PROBLEM 1:
Reproduce the Climbing Stairs write-up word for word, from "This is a typical" down to "of the index.".
PROBLEM 2:
Carry on the Climbing Stairs write-up, starting after its last sentence.

70. Climbing Stairs

This is a typical dynamic programming program.

With regular bottom-up dynamic programming, we can achieve a time complexity of O(n) and space complexity of O(n), because we have to store a array of previous calculated solutions and go through every single one of the index.

class Solution1:
    def climbStairs(self, n: int) -> int:
        M = {1: 1, 2: 2}
        for i in range(3, n + 1):
            M[i] = M[i - 1] + M[i - 2]
        return M[n]

Dictnary takes more space, we can use an array instead

class Solution2:
    def climbStairs(self, n: int) -> int:
        if n <= 2: return n
        m = [-1 for _ in range(n + 1)]
        m[1] = 1
        m[2] = 2
        for i in range(3, n + 1):
            m[i] = m[i - 1] + m[i - 2]
        return m[n]

The improved version reduces the space complexity to O(1).

GIVEN ENTRIES:
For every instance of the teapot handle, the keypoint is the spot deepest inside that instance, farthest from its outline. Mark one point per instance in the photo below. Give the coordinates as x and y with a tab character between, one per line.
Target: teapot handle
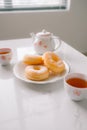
57	44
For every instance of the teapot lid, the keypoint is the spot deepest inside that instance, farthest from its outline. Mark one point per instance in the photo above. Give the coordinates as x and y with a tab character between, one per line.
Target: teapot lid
43	34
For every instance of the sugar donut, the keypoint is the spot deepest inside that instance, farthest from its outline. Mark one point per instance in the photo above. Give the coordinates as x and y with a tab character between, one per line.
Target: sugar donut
32	59
53	62
36	72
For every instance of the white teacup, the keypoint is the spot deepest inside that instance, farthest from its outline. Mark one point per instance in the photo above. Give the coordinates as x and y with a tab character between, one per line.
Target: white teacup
5	56
75	85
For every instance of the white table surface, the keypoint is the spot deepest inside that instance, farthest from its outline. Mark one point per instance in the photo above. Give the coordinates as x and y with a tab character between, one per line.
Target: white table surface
25	106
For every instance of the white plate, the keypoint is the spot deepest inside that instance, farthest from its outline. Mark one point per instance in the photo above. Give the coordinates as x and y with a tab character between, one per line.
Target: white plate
19	73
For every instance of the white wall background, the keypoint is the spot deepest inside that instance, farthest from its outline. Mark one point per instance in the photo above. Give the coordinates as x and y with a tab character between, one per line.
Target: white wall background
70	26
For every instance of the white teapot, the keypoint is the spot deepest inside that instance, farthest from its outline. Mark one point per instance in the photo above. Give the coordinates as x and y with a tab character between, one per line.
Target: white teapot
45	41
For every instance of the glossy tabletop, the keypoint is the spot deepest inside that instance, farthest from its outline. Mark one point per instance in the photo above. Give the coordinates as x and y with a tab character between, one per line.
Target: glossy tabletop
27	106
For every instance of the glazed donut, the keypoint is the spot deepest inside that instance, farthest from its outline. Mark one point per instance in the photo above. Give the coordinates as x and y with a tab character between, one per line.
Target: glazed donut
32	59
36	72
53	62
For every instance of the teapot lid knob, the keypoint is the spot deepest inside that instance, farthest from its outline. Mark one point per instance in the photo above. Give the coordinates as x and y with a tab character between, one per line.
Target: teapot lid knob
43	33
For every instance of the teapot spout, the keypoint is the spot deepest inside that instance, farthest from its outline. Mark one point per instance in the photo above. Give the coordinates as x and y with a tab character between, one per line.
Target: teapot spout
32	35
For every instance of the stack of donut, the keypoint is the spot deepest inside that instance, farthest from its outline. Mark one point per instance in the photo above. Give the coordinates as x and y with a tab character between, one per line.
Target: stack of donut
39	67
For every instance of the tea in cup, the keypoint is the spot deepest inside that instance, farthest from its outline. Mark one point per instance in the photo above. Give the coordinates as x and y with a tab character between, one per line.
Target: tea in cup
5	56
75	85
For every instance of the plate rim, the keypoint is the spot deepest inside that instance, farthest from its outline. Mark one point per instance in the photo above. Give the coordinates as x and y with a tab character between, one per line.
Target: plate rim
40	82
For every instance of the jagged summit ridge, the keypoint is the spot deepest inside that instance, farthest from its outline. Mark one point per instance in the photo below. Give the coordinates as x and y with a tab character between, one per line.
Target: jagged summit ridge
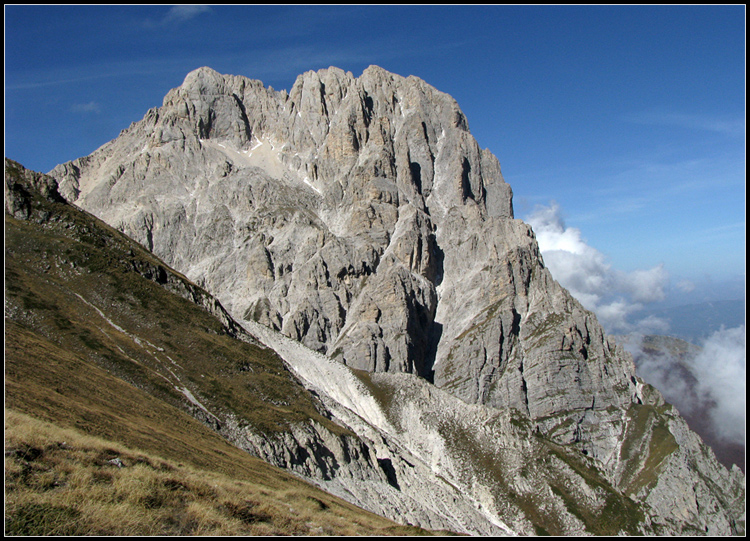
359	217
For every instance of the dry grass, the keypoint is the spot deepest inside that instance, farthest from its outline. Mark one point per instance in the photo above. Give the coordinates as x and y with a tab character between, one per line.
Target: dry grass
61	482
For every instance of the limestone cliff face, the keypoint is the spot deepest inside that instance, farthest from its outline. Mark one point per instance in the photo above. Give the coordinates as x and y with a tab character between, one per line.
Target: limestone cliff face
359	217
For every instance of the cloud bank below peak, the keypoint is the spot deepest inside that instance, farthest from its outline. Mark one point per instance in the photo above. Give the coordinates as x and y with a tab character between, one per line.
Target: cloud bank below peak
611	294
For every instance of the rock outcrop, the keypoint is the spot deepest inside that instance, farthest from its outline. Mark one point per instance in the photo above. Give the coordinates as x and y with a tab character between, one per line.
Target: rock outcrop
359	217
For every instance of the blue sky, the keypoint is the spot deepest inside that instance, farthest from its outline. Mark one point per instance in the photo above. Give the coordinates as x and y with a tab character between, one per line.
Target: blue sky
627	123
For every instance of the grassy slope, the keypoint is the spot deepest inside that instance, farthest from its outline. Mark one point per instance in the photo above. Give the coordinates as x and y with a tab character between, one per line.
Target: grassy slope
94	347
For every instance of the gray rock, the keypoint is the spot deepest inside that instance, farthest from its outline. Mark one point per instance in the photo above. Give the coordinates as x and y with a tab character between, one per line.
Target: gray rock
359	217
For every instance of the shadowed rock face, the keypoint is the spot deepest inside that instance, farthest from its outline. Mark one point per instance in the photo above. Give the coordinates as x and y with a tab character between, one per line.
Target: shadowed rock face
359	217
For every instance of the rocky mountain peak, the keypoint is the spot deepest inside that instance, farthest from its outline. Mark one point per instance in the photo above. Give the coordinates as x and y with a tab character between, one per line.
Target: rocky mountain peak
360	218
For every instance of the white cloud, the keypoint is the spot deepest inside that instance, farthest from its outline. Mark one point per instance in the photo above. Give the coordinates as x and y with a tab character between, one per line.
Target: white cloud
90	107
610	293
180	14
720	370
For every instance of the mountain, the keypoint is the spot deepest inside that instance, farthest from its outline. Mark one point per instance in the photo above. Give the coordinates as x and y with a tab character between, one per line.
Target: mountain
669	363
695	322
354	227
102	340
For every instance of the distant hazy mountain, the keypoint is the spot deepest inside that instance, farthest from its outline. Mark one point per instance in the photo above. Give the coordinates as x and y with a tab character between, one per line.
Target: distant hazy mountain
670	364
696	322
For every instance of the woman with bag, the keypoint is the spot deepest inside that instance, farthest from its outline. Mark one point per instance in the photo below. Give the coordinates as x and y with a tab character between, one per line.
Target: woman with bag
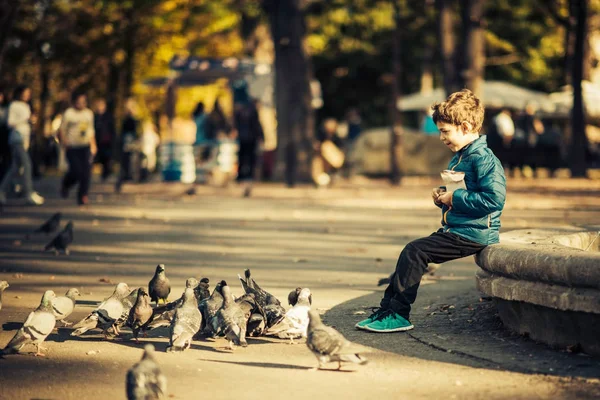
19	118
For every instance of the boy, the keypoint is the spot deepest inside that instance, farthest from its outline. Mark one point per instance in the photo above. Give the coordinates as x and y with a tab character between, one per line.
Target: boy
470	218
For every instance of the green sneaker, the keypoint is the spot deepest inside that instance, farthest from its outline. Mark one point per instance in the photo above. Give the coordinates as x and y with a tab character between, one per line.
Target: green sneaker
389	321
372	317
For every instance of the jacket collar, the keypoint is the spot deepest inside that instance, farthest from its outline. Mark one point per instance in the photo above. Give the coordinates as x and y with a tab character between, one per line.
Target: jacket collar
474	145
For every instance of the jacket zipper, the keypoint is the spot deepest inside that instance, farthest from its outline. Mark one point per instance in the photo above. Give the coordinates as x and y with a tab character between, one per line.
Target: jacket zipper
448	210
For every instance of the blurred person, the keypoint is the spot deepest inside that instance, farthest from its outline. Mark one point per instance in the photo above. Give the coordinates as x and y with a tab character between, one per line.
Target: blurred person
4	133
104	125
19	123
329	156
249	133
149	142
129	136
78	138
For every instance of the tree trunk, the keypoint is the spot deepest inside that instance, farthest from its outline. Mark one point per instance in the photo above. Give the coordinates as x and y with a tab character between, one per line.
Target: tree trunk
447	46
474	52
8	9
286	19
578	137
395	116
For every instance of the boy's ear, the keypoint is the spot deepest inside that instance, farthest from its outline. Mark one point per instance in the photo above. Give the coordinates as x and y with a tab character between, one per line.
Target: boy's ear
466	127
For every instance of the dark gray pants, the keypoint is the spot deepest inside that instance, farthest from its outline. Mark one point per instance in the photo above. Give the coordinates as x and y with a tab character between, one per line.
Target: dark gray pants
437	248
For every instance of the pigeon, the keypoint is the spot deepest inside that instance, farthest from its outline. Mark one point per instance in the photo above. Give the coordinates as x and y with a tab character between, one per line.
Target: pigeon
159	286
162	315
62	241
51	225
232	319
145	380
329	345
202	290
255	315
186	322
106	314
293	297
63	306
36	328
269	303
140	313
3	285
295	323
209	308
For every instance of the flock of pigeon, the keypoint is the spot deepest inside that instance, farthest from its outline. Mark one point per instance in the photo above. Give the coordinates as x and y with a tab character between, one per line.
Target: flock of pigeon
198	313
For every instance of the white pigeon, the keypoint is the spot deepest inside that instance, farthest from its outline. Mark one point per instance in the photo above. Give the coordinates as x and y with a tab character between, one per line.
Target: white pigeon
107	314
295	323
63	306
35	330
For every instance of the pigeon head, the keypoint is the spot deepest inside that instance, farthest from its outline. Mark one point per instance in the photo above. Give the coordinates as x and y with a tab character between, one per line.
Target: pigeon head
148	352
72	293
191	283
305	297
122	290
314	319
189	297
47	299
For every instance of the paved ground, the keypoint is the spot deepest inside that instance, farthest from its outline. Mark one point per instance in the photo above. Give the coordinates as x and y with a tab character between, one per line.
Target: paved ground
337	242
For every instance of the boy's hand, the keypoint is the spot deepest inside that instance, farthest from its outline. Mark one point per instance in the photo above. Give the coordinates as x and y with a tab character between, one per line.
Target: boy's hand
446	198
435	194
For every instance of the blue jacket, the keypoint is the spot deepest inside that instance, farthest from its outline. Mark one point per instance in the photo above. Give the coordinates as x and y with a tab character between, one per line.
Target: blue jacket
475	212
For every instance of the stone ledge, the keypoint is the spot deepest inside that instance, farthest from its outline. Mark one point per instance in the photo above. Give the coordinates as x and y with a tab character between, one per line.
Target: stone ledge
539	293
548	256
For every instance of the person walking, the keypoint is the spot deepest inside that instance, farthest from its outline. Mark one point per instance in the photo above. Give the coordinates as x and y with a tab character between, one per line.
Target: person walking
129	136
78	138
104	126
18	122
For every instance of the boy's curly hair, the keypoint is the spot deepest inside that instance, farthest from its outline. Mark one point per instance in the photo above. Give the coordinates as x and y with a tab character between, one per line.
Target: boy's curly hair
459	107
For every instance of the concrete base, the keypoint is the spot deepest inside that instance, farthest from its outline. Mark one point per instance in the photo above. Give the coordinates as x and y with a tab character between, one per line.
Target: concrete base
546	284
554	327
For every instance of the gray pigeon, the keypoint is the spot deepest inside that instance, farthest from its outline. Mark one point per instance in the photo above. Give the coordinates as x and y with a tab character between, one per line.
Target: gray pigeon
140	313
163	315
145	380
295	323
209	308
231	319
329	345
159	286
3	285
293	297
62	241
106	314
269	303
186	322
51	225
63	306
36	328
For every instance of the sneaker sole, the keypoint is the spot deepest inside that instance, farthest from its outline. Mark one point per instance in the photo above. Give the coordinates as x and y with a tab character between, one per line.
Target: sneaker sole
403	329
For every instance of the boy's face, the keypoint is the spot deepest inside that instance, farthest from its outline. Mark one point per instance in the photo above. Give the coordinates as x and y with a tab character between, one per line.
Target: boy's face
455	136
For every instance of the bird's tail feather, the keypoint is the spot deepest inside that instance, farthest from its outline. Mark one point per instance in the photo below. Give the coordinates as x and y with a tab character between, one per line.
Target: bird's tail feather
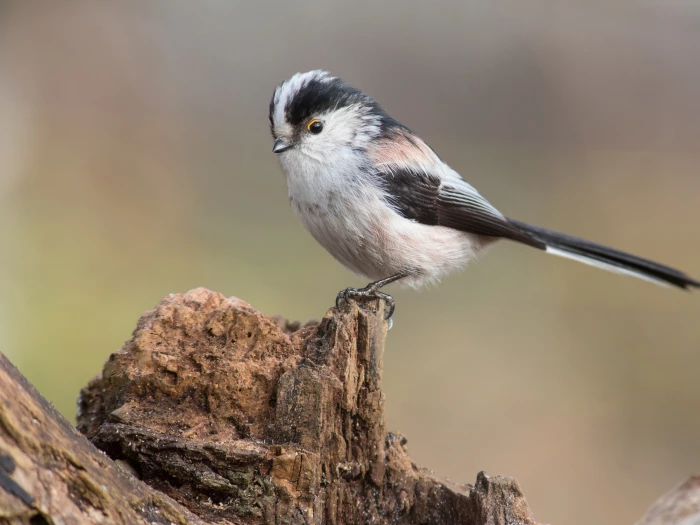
607	258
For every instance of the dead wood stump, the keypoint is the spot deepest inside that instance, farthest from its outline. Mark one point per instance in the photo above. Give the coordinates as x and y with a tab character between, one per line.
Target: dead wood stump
243	418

EXERCISE RESPONSE 1:
This is a typical dynamic programming program.

With regular bottom-up dynamic programming, we can achieve a time complexity of O(n) and space complexity of O(n), because we have to store a array of previous calculated solutions and go through every single one of the index.

EXERCISE RESPONSE 2:
As we only sum up the previous 2 values, we don't actually need to store an entire array.

When n is large, it's space-inefficient.

Since we keep only 2 previous values, we just need to keep an array of length = 3.

With modular, we can easily decide which 2 are the previous values and which slot should be filled with the new value.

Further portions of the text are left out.